Requirement -> Would you copy out the whole listing exactly as given?

Given records ->
────────────────────────────────────────

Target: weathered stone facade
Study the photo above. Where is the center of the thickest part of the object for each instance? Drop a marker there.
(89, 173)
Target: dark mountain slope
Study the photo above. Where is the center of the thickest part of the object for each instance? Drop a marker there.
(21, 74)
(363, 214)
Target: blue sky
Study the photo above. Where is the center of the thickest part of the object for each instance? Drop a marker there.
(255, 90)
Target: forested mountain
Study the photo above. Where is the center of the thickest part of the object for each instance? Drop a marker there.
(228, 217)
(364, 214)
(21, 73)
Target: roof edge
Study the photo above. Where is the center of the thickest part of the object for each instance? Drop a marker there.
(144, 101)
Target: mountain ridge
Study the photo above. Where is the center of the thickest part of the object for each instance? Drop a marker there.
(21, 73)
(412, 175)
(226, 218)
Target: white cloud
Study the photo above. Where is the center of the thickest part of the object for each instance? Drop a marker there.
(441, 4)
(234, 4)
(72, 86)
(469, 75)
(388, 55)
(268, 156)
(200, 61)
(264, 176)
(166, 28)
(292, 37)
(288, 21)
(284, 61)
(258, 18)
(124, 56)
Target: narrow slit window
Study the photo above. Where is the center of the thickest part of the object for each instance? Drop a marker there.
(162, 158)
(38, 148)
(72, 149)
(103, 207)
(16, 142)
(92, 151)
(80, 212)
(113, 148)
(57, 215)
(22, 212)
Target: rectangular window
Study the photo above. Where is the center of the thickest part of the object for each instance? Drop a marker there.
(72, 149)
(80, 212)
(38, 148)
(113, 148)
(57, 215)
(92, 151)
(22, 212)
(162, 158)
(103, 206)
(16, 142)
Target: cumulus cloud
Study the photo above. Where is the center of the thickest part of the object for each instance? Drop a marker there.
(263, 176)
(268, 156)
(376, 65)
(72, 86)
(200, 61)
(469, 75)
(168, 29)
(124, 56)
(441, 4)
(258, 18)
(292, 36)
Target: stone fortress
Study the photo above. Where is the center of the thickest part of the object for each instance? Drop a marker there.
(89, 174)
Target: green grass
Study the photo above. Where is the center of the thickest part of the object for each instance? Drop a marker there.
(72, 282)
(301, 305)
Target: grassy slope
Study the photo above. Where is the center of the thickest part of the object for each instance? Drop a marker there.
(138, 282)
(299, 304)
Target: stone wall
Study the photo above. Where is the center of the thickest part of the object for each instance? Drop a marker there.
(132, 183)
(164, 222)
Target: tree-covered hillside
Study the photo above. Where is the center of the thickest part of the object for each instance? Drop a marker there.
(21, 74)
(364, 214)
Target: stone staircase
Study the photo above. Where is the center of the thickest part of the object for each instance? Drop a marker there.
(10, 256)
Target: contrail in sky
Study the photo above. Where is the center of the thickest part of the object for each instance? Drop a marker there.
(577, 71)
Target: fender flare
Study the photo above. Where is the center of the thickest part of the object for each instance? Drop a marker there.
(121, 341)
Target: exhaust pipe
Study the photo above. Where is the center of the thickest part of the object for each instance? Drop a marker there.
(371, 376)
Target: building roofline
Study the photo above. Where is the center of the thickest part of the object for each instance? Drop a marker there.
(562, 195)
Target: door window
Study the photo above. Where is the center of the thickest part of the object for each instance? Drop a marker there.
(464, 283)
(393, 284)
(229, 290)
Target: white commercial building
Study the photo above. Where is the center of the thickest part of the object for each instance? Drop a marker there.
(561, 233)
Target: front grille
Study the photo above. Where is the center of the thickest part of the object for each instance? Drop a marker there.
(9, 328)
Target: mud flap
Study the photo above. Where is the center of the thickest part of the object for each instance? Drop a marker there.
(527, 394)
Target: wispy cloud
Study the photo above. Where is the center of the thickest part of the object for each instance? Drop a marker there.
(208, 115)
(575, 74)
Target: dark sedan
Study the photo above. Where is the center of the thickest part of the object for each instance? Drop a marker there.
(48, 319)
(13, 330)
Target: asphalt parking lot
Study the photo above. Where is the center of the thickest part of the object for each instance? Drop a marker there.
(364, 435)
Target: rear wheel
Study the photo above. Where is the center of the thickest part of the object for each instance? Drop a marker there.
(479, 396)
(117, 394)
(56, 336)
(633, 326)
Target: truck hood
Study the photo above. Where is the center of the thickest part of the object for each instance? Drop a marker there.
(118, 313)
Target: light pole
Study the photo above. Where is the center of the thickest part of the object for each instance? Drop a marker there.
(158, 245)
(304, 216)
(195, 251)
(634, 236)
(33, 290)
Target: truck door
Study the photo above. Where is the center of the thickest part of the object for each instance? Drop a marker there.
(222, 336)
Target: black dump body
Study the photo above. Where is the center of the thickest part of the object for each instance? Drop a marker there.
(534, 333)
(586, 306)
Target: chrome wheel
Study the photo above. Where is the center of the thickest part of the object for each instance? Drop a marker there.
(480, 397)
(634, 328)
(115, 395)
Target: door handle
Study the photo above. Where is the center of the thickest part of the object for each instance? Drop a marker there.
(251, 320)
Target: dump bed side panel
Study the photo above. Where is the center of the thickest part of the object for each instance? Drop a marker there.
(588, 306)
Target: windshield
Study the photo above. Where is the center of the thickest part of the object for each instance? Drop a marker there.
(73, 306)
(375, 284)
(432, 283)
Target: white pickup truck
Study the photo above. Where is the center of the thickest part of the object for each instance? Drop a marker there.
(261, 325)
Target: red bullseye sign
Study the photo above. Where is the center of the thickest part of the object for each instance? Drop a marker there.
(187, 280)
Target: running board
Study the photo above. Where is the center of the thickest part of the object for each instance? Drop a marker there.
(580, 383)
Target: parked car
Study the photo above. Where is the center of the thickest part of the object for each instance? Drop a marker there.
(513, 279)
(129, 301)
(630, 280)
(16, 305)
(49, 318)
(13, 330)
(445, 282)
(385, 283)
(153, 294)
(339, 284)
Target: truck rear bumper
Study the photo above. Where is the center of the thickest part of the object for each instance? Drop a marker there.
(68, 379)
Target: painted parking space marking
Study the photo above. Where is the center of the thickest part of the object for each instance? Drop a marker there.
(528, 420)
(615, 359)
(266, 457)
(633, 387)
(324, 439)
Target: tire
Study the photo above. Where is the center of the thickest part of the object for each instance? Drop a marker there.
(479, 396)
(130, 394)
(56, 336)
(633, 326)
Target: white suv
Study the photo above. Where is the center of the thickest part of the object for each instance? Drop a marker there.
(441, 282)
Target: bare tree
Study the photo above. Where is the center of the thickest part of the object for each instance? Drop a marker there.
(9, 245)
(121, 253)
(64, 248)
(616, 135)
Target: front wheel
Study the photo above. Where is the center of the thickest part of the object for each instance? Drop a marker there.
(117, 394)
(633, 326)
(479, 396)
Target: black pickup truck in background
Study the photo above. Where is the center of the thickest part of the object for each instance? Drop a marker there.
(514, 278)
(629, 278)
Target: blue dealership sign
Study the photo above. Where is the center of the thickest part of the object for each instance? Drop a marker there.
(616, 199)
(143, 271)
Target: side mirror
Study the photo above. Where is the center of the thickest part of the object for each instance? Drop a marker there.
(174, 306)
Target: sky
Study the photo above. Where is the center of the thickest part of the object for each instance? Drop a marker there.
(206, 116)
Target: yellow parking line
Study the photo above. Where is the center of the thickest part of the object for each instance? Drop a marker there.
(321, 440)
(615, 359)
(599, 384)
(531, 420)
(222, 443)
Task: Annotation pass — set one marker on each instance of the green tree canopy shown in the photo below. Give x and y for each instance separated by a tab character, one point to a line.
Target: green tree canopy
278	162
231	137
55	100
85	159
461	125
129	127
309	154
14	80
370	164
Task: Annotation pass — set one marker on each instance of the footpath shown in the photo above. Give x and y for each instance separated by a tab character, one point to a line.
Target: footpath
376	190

────────────────────────────────────────

Response to the task ->
Target: weathered stone facade
Study the photo above. Where is the center of the thickest part of the object for each instance? Drop a marker there.
(89, 173)
Target: dark mountain slope
Study the photo above. Where is the center of the thickest part of the object for each instance? Drop a marker there.
(21, 74)
(363, 214)
Target: blue sky
Study the photo above. Where is the center of the thickest part of the object for each instance? Drop a marker there.
(255, 90)
Target: forested mountain
Study the photo above. Where is the center of the thickest part of the object for each instance? Drop a marker there.
(228, 217)
(364, 214)
(21, 73)
Target: roof edge
Study the photo above. Where is the center of the thickest part of the object for each instance? Drop a marker there.
(144, 101)
Target: mountain ridge
Study the photo above. Where is the center of the thickest part of the object for each instance? Drop a marker there.
(21, 73)
(412, 175)
(226, 218)
Target: white cloud
Study the photo above. Where is the center of the thickest part of the object for each instance? Drop a marker there.
(441, 4)
(234, 4)
(72, 86)
(469, 75)
(388, 55)
(268, 156)
(200, 61)
(264, 176)
(166, 28)
(292, 37)
(288, 21)
(284, 61)
(258, 18)
(124, 56)
Target: narrow slit window
Study the photo above. Where is the center of the thickest part of the object for each instance? Drop a marker there.
(162, 158)
(38, 148)
(72, 149)
(103, 207)
(16, 142)
(92, 151)
(80, 212)
(113, 148)
(57, 215)
(22, 212)
Target: rectangular window
Study the photo above. Where is the center of the thickest part of the object for each instance? Drop a marker there.
(72, 149)
(80, 212)
(38, 148)
(113, 148)
(57, 215)
(92, 151)
(22, 212)
(162, 158)
(103, 206)
(16, 142)
Target: cumulus cloud
Study the photo above. Where is the center of the thickest part of the object for each instance? Drop a marker there.
(263, 176)
(268, 156)
(376, 65)
(72, 86)
(200, 61)
(469, 75)
(168, 29)
(124, 56)
(441, 4)
(258, 18)
(292, 36)
Target: stone fortress
Study the photo above. Where is the center of the thickest part of the object for each instance? Drop a marker there.
(89, 174)
Target: green grass
Study the photo above. Where is the center of the thickest part of the object for each instance? Drop a marker there.
(72, 282)
(301, 305)
Target: grassy slope
Study the photo above. Where is the center of the thickest part of the object for each instance? Drop a marker there.
(138, 282)
(299, 304)
Target: stone wall
Study the photo above. Where is the center of the thickest part of the object for each instance? Drop a marker there.
(132, 183)
(164, 222)
Target: tree-covered hillside
Study the photo above. Where is the center of the thickest part of the object for each instance? Drop a marker there.
(21, 74)
(364, 214)
Target: stone staircase
Study the photo above. Where is the center of the thickest part of the object for each instance? Drop a marker there.
(10, 256)
Target: contrail in sky
Study the photo above. Where is the center of the thickest part of the object for each instance? Drop a marker there.
(577, 71)
Target: fender flare
Study the photo above. Where is the center of the thickest part of the object for each instance? Drop a marker there.
(121, 341)
Target: exhaust pipe
Study the photo above. Where is the center of the thickest part of the object for each instance? Drop a marker there.
(371, 376)
Target: building roofline
Study the photo above. Where is the center of the thickest part of the object for each instance? Drop a marker there.
(562, 195)
Target: door window
Study the photo above. Where is the center of the thickest part of the object for each instance? Drop a marker there.
(464, 283)
(393, 284)
(229, 290)
Target: white commercial building
Study the photo above. Where is the center of the thickest part of the object for each instance? Drop a marker there.
(561, 233)
Target: front grille
Study the photo above. Where is the center of the thickest part of the object for each instance? Drop a marker there.
(9, 328)
Target: mud flap
Study the photo above. Where is the center of the thickest part of the object for each instance? Drop a marker there.
(527, 394)
Target: wispy cloud
Study the photo above. Where is the center of the thickest part of the object for each instance? Drop a marker there.
(208, 115)
(575, 74)
Target: dark sedan
Study the photo above. Where is the center of the thickest part of the object for each instance? Drop a marker there.
(48, 319)
(13, 330)
Target: asphalt parking lot
Study the photo above. Where is the center of the thickest part of the object for each instance? Drop a marker there.
(364, 435)
Target: rear wheel
Study the photo above. Where is the center of the thickest part of the object for each instance? Drop a marker there.
(479, 396)
(117, 394)
(56, 336)
(633, 326)
Target: truck hood
Study the photo above. Where is the center of the thickest part of the object for each instance? Drop a marker there.
(118, 313)
Target: light pole
Study the photo above. Where is the center of the thickest part of the object for each instance? Drop a marker there.
(158, 245)
(304, 216)
(195, 251)
(634, 236)
(33, 290)
Target: truck door
Study the photo above. Where is the center of the thickest part of the object for each instance? Drop a marker there.
(222, 336)
Target: black dump body
Study the photo above. Where is the center of the thickest part of the object for each instance? Drop a marker there.
(534, 333)
(586, 306)
Target: chrome wheel
Study the photo above. Where is the center of the thickest part of the object for each instance? Drop a marker there.
(480, 397)
(634, 328)
(115, 395)
Target: door handle
Study the photo above. Where is the center of the thickest part of the object for each instance? Drop a marker there.
(251, 320)
Target: dump bed side panel
Study the photo above. Where is the center of the thickest part of the object for each instance? Drop a marker there.
(588, 306)
Target: windshield
Study the photo above. Where is the center of the thickest part of the object for each instance? Drop a marker there.
(73, 306)
(375, 284)
(432, 283)
Target: white pickup truck
Study the photo above. Where is the center of the thickest part of the object for each instance? Drop a marker there.
(261, 325)
Target: red bullseye sign
Study the photo above. Where is the center of the thickest part of the object for each instance? Drop a marker there.
(187, 280)
Target: running board
Study the photo above. Where is the center of the thickest part of the object for each instance? Drop a marker there.
(580, 383)
Target: parked car
Study the photo above. Where is the center of the thickest part of the object for each instance? Drop a marker there.
(513, 279)
(129, 301)
(630, 280)
(16, 305)
(49, 318)
(13, 330)
(445, 282)
(385, 283)
(153, 294)
(339, 284)
Target: truck rear bumper
Study the photo above. Where is the center of the thickest part of the object for each instance? Drop a marker there.
(68, 379)
Target: painted parking space marking
Study the photo above. Where is the center of the thickest part of the object for each instance? Drop a marker there.
(528, 420)
(615, 359)
(266, 457)
(633, 387)
(324, 439)
Target: tire
Study the photo above. Where is the center of the thickest part of the object for each instance? Drop a marker there.
(479, 396)
(130, 394)
(56, 336)
(633, 326)
Target: white suv
Study the photo above. Where is the center of the thickest part of the object for each instance? Drop a marker there.
(441, 282)
Target: bare tree
Study the photo above. Where is the center of the thickest part of the object for each instance? Drop a marker there.
(9, 245)
(121, 253)
(64, 248)
(616, 135)
Target: front wheel
Study the photo above. Where is the center of the thickest part of the object for each instance? Drop a marker there.
(117, 394)
(633, 326)
(479, 396)
Target: black pickup truck in background
Study the photo above. Where is the center of the thickest part of the object for each instance? Drop a marker there.
(514, 278)
(629, 278)
Target: blue dealership sign
Study the photo above. Where is the center of the thickest part of the object for each instance? Drop a marker there.
(616, 199)
(143, 271)
Target: side mirror
Study the photo above. Where is the center of the thickest part of the object for each instance? Drop a marker there.
(174, 306)
Target: sky
Study the photo above. Where is the center of the thickest part of the object for each instance? Drop a marker there.
(206, 116)
Target: yellow parking line
Study the photo above. Where is the center of the thickest part of the object for each instance? Drop a marker there.
(321, 440)
(615, 359)
(599, 384)
(531, 420)
(222, 443)
Task: Annotation pass — set one marker on each instance of the green tree canopy shown in the photo below. Give x and y for each instance separated by a tab character, one point to a line.
Target: green tree canopy
278	162
231	137
55	100
85	159
461	125
129	127
309	154
14	80
370	164
Task: Annotation pass — set one marker on each instance of the footpath shown in the photo above. Give x and y for each instance separated by a tab character, one point to a line.
Target: footpath
376	190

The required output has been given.